Records contained in a dataset —
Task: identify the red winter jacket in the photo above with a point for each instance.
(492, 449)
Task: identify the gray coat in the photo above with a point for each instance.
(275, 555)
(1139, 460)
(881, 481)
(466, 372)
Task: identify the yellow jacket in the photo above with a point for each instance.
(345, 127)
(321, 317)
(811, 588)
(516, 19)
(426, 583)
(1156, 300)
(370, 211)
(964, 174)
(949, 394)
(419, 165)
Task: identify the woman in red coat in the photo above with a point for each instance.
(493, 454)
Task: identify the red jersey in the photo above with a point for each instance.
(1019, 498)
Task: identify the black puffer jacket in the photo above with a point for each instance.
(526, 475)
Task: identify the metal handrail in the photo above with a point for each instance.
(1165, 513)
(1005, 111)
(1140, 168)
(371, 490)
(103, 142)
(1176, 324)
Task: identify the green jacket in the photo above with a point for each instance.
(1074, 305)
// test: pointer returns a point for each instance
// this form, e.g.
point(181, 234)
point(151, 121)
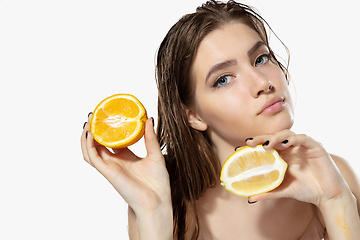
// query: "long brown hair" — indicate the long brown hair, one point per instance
point(193, 166)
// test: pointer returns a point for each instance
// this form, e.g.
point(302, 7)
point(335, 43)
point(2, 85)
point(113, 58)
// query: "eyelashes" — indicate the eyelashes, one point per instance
point(225, 79)
point(222, 81)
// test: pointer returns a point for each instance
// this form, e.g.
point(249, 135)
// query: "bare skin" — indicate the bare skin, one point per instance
point(232, 104)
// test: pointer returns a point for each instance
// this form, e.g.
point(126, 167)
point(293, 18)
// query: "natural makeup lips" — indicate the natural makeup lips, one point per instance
point(272, 106)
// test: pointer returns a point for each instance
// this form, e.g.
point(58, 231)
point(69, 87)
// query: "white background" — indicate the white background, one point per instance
point(59, 58)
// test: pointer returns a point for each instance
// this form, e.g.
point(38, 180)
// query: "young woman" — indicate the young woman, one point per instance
point(221, 86)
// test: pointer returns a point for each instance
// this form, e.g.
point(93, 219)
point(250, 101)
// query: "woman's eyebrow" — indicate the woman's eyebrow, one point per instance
point(256, 47)
point(232, 62)
point(220, 66)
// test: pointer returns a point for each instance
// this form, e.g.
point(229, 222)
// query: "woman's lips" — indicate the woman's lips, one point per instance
point(272, 106)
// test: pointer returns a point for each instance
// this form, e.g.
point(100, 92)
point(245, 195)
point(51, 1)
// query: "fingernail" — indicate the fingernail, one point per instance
point(153, 121)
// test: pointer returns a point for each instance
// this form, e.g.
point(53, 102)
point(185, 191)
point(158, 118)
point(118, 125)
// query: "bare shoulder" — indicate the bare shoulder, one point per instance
point(349, 175)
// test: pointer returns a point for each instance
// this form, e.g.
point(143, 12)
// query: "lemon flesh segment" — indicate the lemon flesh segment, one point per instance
point(252, 171)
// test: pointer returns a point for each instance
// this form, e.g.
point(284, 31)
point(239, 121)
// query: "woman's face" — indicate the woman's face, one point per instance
point(239, 92)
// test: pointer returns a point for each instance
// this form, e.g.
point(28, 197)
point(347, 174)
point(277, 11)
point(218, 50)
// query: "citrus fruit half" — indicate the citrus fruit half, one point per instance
point(252, 171)
point(118, 121)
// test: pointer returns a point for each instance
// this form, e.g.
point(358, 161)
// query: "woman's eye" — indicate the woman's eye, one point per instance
point(262, 60)
point(222, 81)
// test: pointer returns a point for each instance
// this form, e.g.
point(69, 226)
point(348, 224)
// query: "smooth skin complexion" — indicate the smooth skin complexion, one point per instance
point(240, 93)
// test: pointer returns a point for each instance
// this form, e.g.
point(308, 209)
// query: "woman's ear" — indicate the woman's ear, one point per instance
point(195, 121)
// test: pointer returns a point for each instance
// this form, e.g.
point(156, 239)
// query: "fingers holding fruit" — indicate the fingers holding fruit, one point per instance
point(117, 122)
point(312, 176)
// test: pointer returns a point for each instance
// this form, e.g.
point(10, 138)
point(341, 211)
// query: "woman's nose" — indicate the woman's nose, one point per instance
point(259, 84)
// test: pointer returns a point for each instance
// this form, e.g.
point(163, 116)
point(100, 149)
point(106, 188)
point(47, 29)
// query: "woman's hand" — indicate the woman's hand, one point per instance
point(312, 175)
point(142, 182)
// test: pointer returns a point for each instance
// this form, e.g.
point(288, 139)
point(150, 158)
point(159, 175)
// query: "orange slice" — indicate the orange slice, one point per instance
point(118, 121)
point(252, 171)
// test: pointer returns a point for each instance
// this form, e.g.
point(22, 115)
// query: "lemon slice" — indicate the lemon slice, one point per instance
point(252, 171)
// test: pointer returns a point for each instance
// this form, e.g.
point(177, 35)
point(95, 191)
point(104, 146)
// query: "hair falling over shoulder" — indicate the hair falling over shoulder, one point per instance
point(192, 164)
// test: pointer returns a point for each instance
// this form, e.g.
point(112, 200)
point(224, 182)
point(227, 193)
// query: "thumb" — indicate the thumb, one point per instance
point(151, 142)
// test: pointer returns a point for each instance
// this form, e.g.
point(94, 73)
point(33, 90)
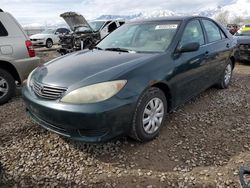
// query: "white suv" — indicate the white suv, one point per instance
point(17, 56)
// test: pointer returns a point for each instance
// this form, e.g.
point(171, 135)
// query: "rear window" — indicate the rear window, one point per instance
point(3, 31)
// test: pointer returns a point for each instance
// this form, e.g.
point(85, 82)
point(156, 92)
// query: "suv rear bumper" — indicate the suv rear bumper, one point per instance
point(25, 66)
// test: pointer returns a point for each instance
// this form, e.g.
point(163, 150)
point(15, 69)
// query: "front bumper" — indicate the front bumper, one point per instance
point(97, 122)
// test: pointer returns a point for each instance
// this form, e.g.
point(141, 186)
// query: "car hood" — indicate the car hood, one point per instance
point(75, 20)
point(88, 67)
point(243, 39)
point(39, 36)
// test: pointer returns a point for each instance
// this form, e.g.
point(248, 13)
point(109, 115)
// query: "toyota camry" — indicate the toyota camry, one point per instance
point(131, 80)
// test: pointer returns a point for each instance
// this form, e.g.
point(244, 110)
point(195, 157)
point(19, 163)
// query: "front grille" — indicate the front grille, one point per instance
point(48, 92)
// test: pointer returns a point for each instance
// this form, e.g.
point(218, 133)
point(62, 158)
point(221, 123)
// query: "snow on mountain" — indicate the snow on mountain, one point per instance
point(239, 8)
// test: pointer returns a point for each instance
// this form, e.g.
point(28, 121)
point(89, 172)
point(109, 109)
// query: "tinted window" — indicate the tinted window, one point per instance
point(193, 33)
point(213, 31)
point(112, 27)
point(223, 36)
point(121, 23)
point(3, 31)
point(142, 37)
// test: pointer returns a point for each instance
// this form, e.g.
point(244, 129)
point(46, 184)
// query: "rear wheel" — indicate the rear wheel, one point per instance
point(150, 115)
point(227, 76)
point(7, 86)
point(49, 43)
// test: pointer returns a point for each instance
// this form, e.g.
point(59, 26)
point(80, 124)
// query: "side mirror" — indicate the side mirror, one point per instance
point(189, 47)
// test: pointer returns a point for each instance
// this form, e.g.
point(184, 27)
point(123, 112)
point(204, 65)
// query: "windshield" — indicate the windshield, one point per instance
point(83, 29)
point(141, 37)
point(243, 33)
point(49, 31)
point(96, 25)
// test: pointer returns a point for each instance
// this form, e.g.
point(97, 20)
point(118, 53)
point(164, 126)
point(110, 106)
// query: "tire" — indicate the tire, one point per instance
point(7, 86)
point(226, 77)
point(146, 131)
point(49, 43)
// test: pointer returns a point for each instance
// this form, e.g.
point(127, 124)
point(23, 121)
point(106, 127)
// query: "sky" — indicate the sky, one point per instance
point(46, 12)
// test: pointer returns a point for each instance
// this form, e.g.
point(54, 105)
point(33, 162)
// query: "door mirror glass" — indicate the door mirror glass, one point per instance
point(189, 47)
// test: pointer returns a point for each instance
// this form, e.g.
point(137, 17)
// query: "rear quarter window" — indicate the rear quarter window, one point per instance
point(3, 31)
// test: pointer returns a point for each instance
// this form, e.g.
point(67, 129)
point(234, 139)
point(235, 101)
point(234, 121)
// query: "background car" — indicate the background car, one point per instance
point(17, 56)
point(243, 43)
point(85, 34)
point(48, 37)
point(131, 80)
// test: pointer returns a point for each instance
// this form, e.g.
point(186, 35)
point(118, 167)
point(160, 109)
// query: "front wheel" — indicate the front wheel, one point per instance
point(150, 115)
point(7, 86)
point(226, 77)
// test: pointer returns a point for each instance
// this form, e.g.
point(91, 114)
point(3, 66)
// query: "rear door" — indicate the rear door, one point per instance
point(190, 67)
point(218, 50)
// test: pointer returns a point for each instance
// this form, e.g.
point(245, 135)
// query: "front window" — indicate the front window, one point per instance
point(49, 31)
point(193, 33)
point(83, 29)
point(141, 37)
point(96, 25)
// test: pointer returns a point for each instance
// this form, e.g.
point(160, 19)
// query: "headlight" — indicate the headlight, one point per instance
point(29, 80)
point(94, 93)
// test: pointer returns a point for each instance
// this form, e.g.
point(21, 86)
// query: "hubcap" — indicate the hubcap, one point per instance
point(228, 74)
point(3, 87)
point(153, 115)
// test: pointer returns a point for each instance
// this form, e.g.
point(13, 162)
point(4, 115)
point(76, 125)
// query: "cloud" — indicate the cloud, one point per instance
point(47, 11)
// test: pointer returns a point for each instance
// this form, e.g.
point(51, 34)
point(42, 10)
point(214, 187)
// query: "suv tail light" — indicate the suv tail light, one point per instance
point(30, 48)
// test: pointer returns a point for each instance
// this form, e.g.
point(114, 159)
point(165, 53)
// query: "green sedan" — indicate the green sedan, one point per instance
point(131, 80)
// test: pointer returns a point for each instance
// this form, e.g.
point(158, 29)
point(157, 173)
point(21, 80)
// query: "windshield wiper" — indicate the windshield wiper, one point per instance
point(120, 50)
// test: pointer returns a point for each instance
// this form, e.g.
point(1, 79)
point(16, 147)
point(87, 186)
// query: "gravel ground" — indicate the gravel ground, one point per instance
point(203, 144)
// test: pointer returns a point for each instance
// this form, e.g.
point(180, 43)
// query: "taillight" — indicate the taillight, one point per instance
point(30, 48)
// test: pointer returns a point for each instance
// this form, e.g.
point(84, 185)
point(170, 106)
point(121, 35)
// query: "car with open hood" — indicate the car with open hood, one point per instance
point(85, 34)
point(48, 37)
point(243, 43)
point(131, 80)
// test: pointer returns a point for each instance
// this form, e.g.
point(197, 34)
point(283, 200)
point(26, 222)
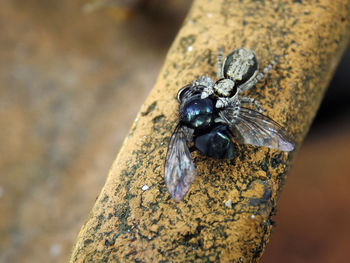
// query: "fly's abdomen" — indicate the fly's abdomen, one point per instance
point(216, 144)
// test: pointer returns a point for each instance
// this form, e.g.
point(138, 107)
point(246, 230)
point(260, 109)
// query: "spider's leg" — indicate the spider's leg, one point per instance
point(258, 76)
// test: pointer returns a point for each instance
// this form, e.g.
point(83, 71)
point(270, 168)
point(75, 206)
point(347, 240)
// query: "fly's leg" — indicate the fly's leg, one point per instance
point(219, 69)
point(251, 101)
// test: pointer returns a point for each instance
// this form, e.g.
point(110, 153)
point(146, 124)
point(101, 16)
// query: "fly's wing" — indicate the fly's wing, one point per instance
point(179, 169)
point(252, 127)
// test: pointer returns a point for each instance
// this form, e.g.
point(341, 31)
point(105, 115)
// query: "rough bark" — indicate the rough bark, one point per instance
point(227, 214)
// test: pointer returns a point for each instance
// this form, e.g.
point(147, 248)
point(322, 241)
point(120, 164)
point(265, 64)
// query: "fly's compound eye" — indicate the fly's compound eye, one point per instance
point(182, 92)
point(240, 65)
point(197, 113)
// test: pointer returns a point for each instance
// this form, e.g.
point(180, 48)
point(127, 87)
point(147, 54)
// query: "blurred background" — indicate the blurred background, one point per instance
point(73, 75)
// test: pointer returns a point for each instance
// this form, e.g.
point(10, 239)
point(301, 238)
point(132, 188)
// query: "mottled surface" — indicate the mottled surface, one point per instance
point(227, 213)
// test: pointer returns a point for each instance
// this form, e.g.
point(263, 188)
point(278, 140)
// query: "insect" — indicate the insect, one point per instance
point(213, 116)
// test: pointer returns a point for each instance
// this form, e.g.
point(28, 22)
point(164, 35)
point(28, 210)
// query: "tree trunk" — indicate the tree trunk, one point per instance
point(227, 214)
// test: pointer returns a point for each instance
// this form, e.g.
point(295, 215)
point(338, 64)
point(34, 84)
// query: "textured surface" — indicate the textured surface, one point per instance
point(130, 223)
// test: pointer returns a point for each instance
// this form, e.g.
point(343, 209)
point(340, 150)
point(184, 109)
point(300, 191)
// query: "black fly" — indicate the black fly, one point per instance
point(213, 117)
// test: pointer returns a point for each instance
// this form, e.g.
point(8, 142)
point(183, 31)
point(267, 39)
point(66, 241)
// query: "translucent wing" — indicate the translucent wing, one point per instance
point(252, 127)
point(179, 170)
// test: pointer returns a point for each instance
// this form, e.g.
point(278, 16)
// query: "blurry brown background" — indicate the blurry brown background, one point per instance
point(73, 75)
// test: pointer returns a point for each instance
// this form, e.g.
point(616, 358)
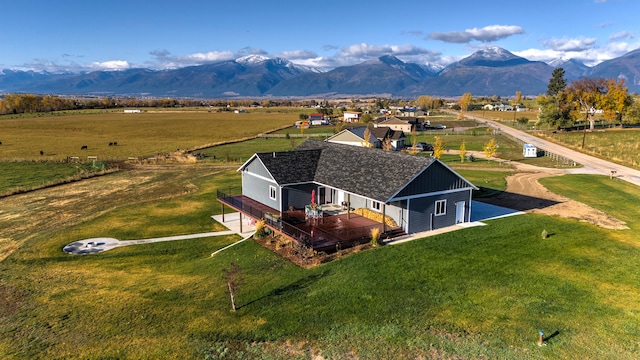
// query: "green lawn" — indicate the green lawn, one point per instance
point(481, 292)
point(137, 135)
point(22, 176)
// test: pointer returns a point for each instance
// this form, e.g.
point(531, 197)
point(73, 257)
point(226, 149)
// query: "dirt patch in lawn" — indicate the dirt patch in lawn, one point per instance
point(525, 193)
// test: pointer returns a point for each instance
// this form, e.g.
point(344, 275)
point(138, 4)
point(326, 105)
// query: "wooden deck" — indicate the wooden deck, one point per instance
point(326, 233)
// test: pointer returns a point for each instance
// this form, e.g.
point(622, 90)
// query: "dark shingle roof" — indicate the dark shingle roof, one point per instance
point(374, 173)
point(291, 167)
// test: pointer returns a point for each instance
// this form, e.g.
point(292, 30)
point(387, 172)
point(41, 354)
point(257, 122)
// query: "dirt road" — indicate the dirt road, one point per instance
point(591, 165)
point(525, 193)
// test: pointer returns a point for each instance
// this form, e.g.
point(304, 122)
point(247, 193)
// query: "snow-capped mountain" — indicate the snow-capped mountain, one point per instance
point(491, 71)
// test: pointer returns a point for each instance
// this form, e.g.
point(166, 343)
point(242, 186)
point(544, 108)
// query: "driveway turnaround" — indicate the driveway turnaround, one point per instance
point(98, 245)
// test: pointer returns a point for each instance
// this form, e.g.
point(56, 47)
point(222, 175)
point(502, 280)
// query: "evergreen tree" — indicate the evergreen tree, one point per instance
point(557, 83)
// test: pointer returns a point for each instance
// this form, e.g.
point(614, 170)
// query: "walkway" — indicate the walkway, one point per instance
point(591, 164)
point(98, 245)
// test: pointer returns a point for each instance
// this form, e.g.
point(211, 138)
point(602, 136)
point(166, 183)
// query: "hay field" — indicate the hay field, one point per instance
point(137, 135)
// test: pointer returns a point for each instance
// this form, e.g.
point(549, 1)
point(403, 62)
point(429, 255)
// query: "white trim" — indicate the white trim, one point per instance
point(435, 193)
point(422, 171)
point(260, 177)
point(273, 195)
point(435, 207)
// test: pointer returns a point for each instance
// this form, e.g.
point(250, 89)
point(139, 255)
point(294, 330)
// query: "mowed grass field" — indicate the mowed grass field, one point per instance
point(618, 145)
point(137, 135)
point(481, 292)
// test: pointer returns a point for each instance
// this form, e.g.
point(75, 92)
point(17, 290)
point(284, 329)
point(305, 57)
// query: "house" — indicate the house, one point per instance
point(317, 119)
point(351, 116)
point(397, 123)
point(416, 193)
point(529, 150)
point(378, 137)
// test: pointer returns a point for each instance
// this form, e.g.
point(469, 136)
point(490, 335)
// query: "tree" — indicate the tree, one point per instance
point(557, 83)
point(233, 277)
point(438, 147)
point(587, 95)
point(490, 148)
point(615, 101)
point(463, 151)
point(464, 102)
point(414, 141)
point(367, 138)
point(386, 144)
point(633, 111)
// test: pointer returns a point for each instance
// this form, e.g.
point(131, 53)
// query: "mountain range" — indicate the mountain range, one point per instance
point(487, 72)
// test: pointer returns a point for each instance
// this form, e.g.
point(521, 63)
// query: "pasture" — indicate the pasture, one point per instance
point(618, 145)
point(481, 292)
point(137, 135)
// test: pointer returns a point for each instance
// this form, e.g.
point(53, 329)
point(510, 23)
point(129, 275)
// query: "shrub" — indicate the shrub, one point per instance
point(375, 236)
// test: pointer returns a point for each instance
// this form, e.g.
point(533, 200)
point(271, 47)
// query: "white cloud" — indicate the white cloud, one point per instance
point(621, 35)
point(485, 34)
point(589, 56)
point(570, 44)
point(110, 65)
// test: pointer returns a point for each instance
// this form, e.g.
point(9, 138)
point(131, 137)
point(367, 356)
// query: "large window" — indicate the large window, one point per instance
point(441, 207)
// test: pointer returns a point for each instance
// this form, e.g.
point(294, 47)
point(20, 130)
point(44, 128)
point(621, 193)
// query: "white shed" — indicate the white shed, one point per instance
point(529, 151)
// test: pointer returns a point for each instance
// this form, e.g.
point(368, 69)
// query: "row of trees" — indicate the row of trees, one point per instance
point(565, 105)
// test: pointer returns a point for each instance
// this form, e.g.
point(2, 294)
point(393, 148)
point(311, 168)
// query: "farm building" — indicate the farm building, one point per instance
point(529, 150)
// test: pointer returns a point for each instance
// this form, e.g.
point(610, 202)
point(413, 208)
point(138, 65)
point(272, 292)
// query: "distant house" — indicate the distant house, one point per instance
point(401, 123)
point(318, 119)
point(412, 112)
point(502, 107)
point(529, 150)
point(351, 116)
point(415, 193)
point(378, 137)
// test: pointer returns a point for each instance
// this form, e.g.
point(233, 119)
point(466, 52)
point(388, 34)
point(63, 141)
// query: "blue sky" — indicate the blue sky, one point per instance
point(74, 35)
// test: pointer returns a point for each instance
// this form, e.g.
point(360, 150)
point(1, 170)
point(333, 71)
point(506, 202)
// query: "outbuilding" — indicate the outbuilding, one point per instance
point(529, 150)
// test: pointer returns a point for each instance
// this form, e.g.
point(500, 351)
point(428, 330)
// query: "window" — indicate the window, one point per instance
point(441, 207)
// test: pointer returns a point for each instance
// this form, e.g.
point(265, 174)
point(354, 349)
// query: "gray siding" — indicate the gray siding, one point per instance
point(435, 178)
point(297, 196)
point(258, 189)
point(256, 167)
point(421, 213)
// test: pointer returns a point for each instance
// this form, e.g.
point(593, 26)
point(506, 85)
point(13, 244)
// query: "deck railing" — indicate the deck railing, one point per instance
point(317, 238)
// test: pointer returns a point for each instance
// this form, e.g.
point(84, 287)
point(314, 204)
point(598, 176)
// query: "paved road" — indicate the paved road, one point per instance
point(592, 165)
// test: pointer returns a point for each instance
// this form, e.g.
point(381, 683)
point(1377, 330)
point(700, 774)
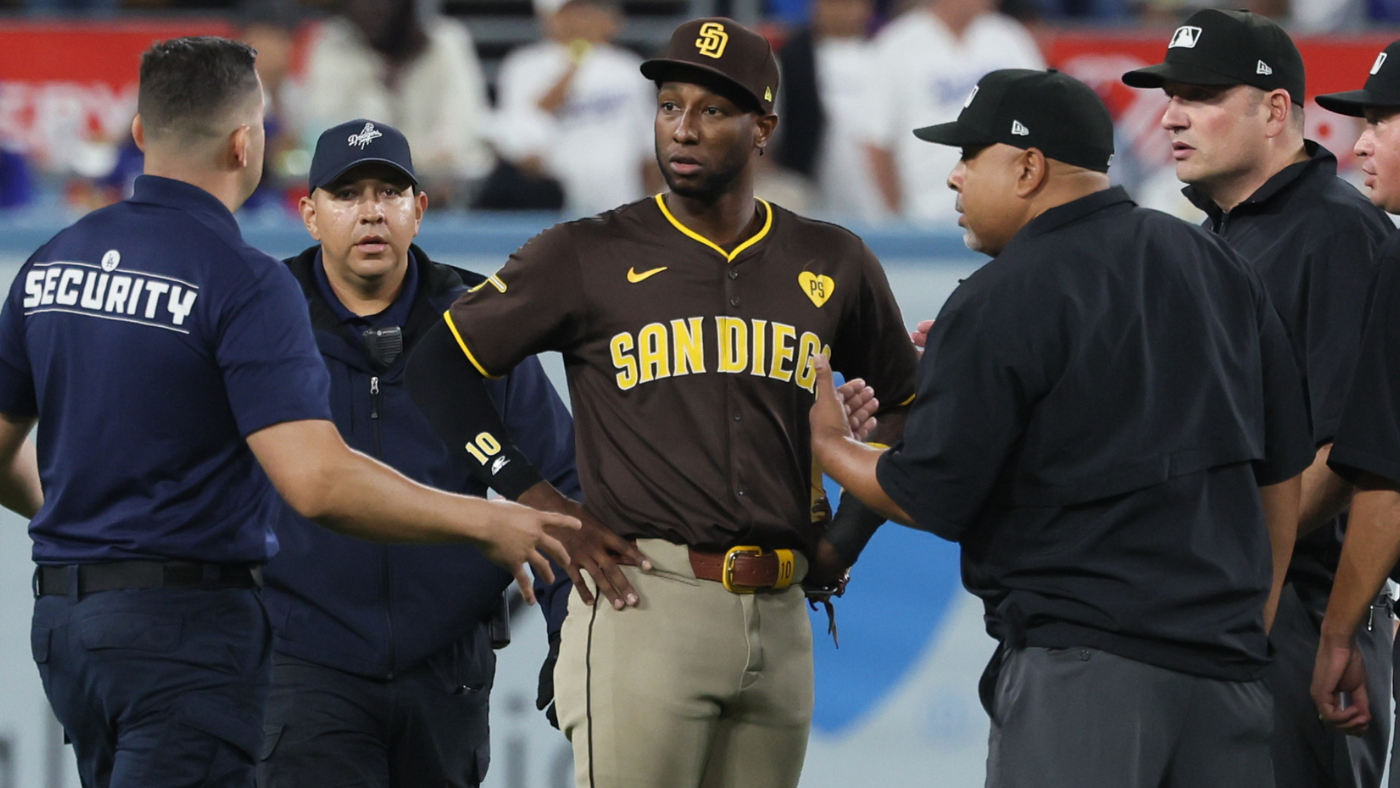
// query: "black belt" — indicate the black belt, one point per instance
point(143, 574)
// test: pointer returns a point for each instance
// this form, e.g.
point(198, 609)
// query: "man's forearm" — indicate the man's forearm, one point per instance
point(1281, 517)
point(1325, 494)
point(1369, 552)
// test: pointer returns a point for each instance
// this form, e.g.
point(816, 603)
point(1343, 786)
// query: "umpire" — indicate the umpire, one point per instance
point(1110, 423)
point(1367, 449)
point(165, 361)
point(1235, 115)
point(382, 652)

Your task —
Would you retype exactly the lines above, from the line with "point(44, 128)" to the line with "point(368, 69)", with both end lines kept and nothing more?

Completed exercise —
point(44, 128)
point(621, 193)
// query: "white shed" — indicate the white shed, one point per instance
point(529, 151)
// test: pointer returns a point for each instance
// this form, e.g.
point(368, 69)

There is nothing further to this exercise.